■ Prompt: Please provide the entries below again, word for word.

■ Materials provided:
=== Begin Enclosure ===

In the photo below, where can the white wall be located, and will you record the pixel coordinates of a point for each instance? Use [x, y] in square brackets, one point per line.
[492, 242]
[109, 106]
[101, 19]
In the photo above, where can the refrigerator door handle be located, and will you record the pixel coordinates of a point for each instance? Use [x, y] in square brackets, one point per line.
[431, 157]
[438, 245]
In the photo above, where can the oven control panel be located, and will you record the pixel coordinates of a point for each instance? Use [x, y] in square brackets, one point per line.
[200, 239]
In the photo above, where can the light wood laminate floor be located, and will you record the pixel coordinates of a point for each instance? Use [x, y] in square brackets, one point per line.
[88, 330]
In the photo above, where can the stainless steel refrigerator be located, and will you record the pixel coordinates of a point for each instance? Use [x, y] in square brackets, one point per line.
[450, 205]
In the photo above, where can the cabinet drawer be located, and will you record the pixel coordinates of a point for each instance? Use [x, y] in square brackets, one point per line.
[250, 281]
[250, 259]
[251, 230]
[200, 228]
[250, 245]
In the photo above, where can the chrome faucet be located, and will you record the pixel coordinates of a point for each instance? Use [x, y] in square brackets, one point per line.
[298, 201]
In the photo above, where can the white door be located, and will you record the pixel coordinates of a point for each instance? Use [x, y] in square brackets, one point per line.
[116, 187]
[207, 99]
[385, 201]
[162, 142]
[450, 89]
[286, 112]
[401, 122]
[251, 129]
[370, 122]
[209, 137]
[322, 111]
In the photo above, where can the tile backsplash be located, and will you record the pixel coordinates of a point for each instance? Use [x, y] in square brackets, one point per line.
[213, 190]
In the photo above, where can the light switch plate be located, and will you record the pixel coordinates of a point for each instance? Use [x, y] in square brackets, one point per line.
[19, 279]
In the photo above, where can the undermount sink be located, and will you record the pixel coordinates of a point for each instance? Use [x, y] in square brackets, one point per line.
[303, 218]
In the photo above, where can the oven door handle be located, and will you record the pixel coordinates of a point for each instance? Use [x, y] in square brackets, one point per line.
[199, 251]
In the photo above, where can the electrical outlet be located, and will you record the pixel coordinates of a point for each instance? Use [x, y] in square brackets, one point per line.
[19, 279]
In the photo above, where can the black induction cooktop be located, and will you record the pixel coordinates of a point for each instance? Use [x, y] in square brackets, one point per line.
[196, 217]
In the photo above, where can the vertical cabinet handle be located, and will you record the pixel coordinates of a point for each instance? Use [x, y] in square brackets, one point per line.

=== End Enclosure ===

■ Reply to the task:
In the photo below, where can the white wall be located, and will you record the pixel coordinates of a point for each instance? Use [x, y] in square brackets, one point per line.
[492, 242]
[109, 106]
[101, 19]
In the photo above, where can the refrigerator door handle be located, and will you record the pixel coordinates of a point for each instance? Use [x, y] in square brackets, one point per line.
[431, 157]
[438, 245]
In the photo above, where can the oven control panel be located, and will you record the pixel coordinates of a point for each instance? Use [x, y] in square brackets, one point per line.
[200, 239]
In the photo above, where can the light wood laminate floor be located, and will you record the pixel coordinates of a point for each instance? Use [x, y] in square brackets, one point per line.
[88, 330]
In the photo above, where can the stainless steel refrigerator be located, and will you record the pixel coordinates of a point for each instance? Use [x, y] in square brackets, one point per line.
[450, 205]
In the photo above, where can the cabinet drawer be located, and will you record the pixel coordinates of a point for each instance? Use [x, y] in square brackets, one point per line.
[250, 281]
[250, 259]
[251, 230]
[200, 228]
[250, 245]
In the photo above, where can the chrome faucet be located, and will you record the pixel coordinates of a point for each instance? Use [x, y] in square brackets, one point per line.
[298, 201]
In the photo above, where can the white door be located, and will you record the pixel coordinates of a point for each instance? Use [x, y] in square brackets, one point per line.
[116, 187]
[207, 99]
[385, 201]
[162, 142]
[450, 89]
[286, 112]
[401, 122]
[251, 129]
[370, 122]
[209, 137]
[322, 111]
In the photo above, where can the tile backsplash be located, and will you record the pixel coordinates of a point for each instance? Use [x, y] in square brackets, one point per line.
[213, 190]
In the photo above, where can the light switch plate be located, and will you record the pixel coordinates of a point for each instance? Use [x, y] in square brackets, one point per line.
[19, 279]
In the photo above, where can the undermount sink be located, and will you record the pixel coordinates of a point for each instance? Use [x, y] in square brackets, one point per line.
[303, 218]
In the photo above, where can the oven door handle be located, and will you record the pixel coordinates of a point for each instance? Use [x, y] in square brackets, one point per line.
[199, 251]
In the photo above, where can the electrical outlet be located, and will you record the pixel coordinates of a point for each instance? Use [x, y] in square brackets, one point per line.
[19, 279]
In the photo above, where can the black induction cooktop be located, and will you record the pixel coordinates of a point for each instance? Use [x, y] in square brackets, one point per line.
[196, 217]
In the photo above, where can the vertical cabinet handle be located, and will you record the pixel coordinates of a point for each instance? Use [x, y] in square brackets, one point per line.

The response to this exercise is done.